TASKS TO COMPLETE »
1 > Answer these questions from the article on the Ukraine war and Zimbabwe's food insecurity:
(a) Which three organizations released the consolidated report?
(b) What is the title of that report?
(c) From which cropping season was Zimbabwe's maize harvest reduced?
2 > Resume the article on the Ukraine war and Zimbabwe's food insecurity, starting after its final sentence.

EXERCISE TEXT »
—————

Ukraine war worsens Zim food insecurity: UN

Zim food crisis

UNITED Nations humanitarian organisations say the Russia-Ukraine conflict have sparked price increases, food insecurity, supply chain disruptions and general deterioration of the macro-economic environment and living conditions in Zimbabwe.

In a consolidated report titled Impact of the Ukraine Crisis in Zimbabwe released last month, the Food and Agriculture Organisation (FAO), International Organisation for Migration (IOM) and the World Food Programme (WFP) said the crisis was threatening development gains and hindering progress towards achievement of sustainable development goals. The conflict is happening at a time when Zimbabwe is struggling to recover from the effects of the COVID-19 pandemic against the backdrop of a reduced maize harvest from the 2021/22 summer cropping season.

“The faraway war has had direct effects on increasing food, fuel and fertiliser prices and disrupting supply chains and trade, leading to fiscal tightening and a widening of inequalities and governance issues,” the report read.

—————

Segmentation mask data
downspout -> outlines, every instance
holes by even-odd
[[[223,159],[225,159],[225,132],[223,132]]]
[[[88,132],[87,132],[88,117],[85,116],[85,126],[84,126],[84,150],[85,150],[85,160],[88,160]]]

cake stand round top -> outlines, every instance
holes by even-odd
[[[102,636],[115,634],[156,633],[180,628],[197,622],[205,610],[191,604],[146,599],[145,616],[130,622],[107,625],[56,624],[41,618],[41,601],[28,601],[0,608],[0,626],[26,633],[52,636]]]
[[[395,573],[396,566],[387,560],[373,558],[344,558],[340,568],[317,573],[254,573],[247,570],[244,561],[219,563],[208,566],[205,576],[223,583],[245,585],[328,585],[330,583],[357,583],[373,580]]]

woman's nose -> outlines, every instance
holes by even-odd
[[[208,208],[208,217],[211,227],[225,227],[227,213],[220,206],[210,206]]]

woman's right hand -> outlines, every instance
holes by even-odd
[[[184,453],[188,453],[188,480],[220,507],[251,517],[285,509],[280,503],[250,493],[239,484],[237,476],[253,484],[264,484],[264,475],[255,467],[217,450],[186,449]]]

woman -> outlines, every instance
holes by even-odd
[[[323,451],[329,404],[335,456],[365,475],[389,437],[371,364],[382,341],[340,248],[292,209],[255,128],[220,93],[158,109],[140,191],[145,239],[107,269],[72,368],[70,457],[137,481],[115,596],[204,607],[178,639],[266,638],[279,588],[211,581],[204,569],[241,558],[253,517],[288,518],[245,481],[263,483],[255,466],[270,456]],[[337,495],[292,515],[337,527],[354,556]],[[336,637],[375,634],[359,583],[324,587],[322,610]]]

—————

EXPECTED OUTPUTS »
1 >
(a) The Food and Agriculture Organisation (FAO), the International Organisation for Migration (IOM) and the World Food Programme (WFP).
(b) Impact of the Ukraine Crisis in Zimbabwe.
(c) The 2021/22 summer cropping season.

2 >
“The cost of living, which has been steadily increasing since August 2021, showed initial signs of deceleration in October 2022. However, the situation is still precarious because inflation still remains very high, the lean season has begun earlier than typically, high costs for agricultural inputs particularly fertiliser are being observed, and there is a possibility of a delayed start to the rainy season in the primary crop-producing northern regions of the country.

“Headline inflation remained high in September at 280%, five (percentage) points below the previous month. The inflation in the country remains one of the highest globally and the only country in southern Africa with headline inflation above 50%.”

The humanitarian groups said the cost of living per person per month, as measured by the total consumption poverty datum line, rose astronomically.

“The cost of living per person per month rose by 2,5% to $27 297,53 per person in September from $26 622,83 in August 2022, while the food poverty line rose by 1,7% from $20 461,07 in August to $20 818,19 per person in September.

“Zimbabwe imports most of its fuel from Mozambique, South Africa and Singapore. The price of fuel, which was already on an upward trend prior to the start of the Ukraine-Russia conflict, experienced a sharp increase immediately after the start of the Ukraine crisis, rising by 17% for petrol from US$1,51/litre (l) in March to US$1,77/l in June, while diesel rose by 25% from US$1,51/l in March to US$1,88/l in June. The rising cost of fuel contributed to the increase in the prices of basic food and non-food commodities,” the report said.